-- Start of RECORDED DATA --

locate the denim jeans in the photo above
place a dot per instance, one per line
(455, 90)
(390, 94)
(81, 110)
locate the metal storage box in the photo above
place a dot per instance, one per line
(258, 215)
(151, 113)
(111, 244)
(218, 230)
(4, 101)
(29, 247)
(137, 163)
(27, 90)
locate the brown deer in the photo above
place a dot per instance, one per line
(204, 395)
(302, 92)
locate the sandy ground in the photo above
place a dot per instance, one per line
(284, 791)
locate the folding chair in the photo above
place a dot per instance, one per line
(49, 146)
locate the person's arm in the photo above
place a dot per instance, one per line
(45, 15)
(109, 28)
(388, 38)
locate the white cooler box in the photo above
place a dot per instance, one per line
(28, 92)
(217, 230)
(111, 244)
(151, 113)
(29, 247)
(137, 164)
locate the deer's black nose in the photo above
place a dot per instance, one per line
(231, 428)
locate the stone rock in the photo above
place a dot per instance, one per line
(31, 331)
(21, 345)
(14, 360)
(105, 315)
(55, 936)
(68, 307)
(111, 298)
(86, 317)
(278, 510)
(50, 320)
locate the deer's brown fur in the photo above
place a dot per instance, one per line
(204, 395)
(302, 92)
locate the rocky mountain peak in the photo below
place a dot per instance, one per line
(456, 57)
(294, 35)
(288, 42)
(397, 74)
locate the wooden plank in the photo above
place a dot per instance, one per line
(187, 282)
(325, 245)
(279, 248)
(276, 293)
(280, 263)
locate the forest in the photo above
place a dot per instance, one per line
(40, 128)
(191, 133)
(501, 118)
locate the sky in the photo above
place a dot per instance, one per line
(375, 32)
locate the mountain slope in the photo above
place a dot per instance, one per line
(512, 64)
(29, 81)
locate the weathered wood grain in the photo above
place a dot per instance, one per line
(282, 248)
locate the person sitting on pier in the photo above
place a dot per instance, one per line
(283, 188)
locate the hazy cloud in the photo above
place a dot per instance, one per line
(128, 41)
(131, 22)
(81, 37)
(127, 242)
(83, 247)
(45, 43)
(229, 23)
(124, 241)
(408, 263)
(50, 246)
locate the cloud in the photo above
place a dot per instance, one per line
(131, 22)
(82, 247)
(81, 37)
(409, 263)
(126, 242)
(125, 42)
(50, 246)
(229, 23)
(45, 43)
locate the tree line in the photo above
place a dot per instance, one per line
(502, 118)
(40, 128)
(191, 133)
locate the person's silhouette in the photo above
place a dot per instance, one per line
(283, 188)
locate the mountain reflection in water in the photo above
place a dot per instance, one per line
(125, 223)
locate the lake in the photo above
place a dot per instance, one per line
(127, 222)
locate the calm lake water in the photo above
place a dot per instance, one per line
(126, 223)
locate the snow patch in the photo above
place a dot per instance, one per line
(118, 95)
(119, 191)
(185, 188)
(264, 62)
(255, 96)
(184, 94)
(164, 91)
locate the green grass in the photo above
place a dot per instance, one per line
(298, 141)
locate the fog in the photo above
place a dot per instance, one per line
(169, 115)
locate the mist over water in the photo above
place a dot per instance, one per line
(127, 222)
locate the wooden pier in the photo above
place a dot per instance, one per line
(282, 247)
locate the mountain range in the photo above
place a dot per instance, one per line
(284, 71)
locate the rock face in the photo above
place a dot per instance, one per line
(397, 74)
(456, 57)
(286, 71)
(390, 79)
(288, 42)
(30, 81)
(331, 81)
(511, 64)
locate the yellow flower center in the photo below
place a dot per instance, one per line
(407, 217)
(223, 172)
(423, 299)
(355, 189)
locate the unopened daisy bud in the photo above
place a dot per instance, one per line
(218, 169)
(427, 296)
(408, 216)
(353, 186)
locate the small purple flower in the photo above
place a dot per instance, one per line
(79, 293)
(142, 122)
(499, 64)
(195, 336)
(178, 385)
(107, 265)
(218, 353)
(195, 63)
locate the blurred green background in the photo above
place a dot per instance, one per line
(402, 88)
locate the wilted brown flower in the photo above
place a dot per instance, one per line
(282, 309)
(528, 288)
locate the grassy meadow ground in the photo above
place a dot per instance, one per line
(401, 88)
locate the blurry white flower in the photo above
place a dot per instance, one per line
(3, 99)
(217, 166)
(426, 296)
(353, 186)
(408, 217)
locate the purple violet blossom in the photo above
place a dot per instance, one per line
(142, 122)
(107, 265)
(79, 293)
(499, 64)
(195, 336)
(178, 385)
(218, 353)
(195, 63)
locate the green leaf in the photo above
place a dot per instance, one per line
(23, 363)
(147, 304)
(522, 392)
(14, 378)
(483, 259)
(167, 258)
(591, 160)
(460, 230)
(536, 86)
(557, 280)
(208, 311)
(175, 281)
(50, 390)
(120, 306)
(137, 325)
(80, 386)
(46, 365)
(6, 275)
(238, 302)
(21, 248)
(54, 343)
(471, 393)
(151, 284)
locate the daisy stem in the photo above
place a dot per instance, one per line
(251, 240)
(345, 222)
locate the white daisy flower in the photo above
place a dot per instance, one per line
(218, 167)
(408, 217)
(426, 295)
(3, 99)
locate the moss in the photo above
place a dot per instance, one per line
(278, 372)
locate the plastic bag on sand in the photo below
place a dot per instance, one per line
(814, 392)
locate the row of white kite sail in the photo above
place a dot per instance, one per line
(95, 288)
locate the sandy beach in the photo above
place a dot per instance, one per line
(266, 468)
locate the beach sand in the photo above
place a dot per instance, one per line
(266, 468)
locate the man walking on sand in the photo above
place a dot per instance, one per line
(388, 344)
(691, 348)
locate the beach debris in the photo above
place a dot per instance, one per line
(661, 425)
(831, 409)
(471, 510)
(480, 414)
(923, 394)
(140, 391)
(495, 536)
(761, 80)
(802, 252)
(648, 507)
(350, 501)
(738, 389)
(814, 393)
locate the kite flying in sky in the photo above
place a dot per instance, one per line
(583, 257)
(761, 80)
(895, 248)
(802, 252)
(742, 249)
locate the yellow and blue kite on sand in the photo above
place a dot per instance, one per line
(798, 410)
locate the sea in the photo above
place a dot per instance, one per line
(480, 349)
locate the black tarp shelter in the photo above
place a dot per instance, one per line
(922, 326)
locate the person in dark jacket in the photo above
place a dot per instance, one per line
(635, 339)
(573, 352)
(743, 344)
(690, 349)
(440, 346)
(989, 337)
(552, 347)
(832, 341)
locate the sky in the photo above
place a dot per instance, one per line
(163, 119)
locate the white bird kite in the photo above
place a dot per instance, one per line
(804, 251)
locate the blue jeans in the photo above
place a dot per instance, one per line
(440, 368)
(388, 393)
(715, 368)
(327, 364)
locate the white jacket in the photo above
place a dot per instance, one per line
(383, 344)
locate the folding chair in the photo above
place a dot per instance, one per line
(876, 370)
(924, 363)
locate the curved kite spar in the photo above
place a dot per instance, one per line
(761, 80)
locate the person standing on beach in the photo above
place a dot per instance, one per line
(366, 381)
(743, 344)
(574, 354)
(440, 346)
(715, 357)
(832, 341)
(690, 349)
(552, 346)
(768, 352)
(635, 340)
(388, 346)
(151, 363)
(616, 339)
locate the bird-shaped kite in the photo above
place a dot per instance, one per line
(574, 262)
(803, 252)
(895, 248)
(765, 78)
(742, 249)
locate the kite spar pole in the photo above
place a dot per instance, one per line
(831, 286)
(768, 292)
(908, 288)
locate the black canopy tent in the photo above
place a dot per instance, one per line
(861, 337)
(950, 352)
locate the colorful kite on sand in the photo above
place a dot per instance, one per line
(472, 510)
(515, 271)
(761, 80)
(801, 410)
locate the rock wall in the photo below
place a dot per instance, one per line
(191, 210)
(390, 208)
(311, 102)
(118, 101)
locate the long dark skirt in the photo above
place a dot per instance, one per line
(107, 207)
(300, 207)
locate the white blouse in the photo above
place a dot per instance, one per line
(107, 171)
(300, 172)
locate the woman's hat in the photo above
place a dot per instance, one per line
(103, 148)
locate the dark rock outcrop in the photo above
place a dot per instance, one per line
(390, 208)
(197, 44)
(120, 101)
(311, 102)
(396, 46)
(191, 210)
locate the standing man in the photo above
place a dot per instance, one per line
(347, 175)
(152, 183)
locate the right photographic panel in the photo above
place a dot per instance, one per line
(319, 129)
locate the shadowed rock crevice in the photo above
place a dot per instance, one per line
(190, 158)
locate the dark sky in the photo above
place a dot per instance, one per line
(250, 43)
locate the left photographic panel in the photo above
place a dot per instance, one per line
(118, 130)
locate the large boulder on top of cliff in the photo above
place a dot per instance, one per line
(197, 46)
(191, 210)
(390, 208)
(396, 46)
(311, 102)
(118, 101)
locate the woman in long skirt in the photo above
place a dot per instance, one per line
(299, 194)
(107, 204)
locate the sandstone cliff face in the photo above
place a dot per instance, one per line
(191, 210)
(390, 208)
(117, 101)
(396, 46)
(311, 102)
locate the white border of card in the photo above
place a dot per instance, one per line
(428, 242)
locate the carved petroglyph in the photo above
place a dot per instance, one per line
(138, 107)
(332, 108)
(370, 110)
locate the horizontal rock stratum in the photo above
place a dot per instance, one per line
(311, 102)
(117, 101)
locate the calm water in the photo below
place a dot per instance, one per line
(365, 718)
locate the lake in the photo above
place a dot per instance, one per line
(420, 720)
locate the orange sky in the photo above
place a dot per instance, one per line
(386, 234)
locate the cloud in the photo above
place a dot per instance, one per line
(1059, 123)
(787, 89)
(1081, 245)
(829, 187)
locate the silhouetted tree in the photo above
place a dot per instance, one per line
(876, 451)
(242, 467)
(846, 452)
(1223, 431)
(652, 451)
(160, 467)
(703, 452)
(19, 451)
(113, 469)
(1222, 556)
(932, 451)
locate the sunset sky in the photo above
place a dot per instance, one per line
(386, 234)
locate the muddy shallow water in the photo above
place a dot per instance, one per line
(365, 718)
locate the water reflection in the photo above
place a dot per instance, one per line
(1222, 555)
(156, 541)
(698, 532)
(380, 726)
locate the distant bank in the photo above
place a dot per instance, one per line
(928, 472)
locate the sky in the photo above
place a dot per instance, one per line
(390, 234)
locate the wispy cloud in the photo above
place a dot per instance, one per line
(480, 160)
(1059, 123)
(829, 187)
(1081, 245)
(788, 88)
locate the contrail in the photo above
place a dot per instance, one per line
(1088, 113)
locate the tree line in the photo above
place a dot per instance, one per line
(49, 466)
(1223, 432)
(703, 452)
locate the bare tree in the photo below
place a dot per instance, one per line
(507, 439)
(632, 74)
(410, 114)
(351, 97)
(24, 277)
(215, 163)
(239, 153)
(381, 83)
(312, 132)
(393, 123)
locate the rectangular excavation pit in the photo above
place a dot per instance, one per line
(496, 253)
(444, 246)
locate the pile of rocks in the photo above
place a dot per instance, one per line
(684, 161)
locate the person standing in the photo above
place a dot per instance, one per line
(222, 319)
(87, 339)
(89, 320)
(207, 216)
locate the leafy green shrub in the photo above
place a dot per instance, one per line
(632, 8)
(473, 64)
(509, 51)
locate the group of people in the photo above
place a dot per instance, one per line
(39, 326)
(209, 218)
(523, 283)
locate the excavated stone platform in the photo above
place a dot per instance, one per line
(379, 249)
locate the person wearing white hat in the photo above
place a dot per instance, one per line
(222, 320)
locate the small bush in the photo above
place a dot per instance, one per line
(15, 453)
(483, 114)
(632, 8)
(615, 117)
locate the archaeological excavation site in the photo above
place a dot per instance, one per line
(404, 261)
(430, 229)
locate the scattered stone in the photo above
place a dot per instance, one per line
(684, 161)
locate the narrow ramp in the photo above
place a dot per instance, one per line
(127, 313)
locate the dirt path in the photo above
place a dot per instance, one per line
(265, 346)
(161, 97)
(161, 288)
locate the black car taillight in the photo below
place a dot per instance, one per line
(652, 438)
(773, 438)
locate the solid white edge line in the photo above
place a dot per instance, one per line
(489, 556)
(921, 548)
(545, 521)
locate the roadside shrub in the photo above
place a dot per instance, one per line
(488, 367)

-- End of RECORDED DATA --

AIM: Copy out word for word the lines of the records starting with the line with "locate the shadowed" and going on through the line with "(1088, 113)".

TASK RESULT:
locate the shadowed rock crevice in the photo above
place a dot per instance, one per line
(190, 158)
locate the dark sky in the photo above
place a dot per instance, one per line
(250, 43)
locate the left photographic panel in the photo above
place a dot per instance, one per line
(118, 130)
locate the large boulder on top of cliff in the photo above
place a dot per instance, one per line
(197, 46)
(191, 210)
(390, 208)
(396, 46)
(311, 102)
(118, 101)
locate the woman in long skirt in the photo above
place a dot per instance, one per line
(299, 194)
(107, 204)
locate the sandstone cliff face in the photo above
place a dot per instance, one per line
(191, 210)
(390, 208)
(117, 101)
(396, 46)
(311, 102)
locate the white border of card in the photo above
place a dot per instance, one per line
(428, 242)
locate the carved petroglyph in the photo above
place a dot per instance, one per line
(138, 107)
(332, 108)
(370, 110)
locate the horizontal rock stratum in the photo above
place a dot per instance, one per line
(311, 102)
(117, 101)
locate the calm water in the photo below
place a dot per instance, one per line
(365, 718)
locate the lake in the photo above
place a dot per instance, one per line
(420, 720)
locate the orange sky in the photo above
place a dot per instance, one per line
(386, 234)
locate the cloud in the photo above
place a dot per instance, one per line
(1059, 123)
(787, 89)
(1081, 245)
(829, 187)
locate the silhouetted tree in the photo above
place a dot per instance, one per line
(876, 451)
(242, 467)
(846, 452)
(1223, 431)
(652, 451)
(160, 467)
(703, 452)
(19, 451)
(113, 469)
(1222, 556)
(932, 451)
locate the sunset sky in the photo above
place a dot per instance, one per line
(386, 234)
locate the muddy shallow water in the photo above
place a dot per instance, one per line
(365, 718)
locate the water reflection in the photo above
place a dot per instance, one per line
(1222, 555)
(156, 541)
(698, 532)
(380, 726)
locate the distant bank in the photo above
place a dot per instance, one per line
(928, 472)
locate the sky in the photo above
place a dot per instance, one per line
(390, 234)
locate the wispy cloud in the photo above
place a dot per instance, one per line
(480, 160)
(1059, 123)
(829, 187)
(1081, 245)
(788, 88)
locate the contrail in the photo above
place a dot per instance, one per line
(1088, 113)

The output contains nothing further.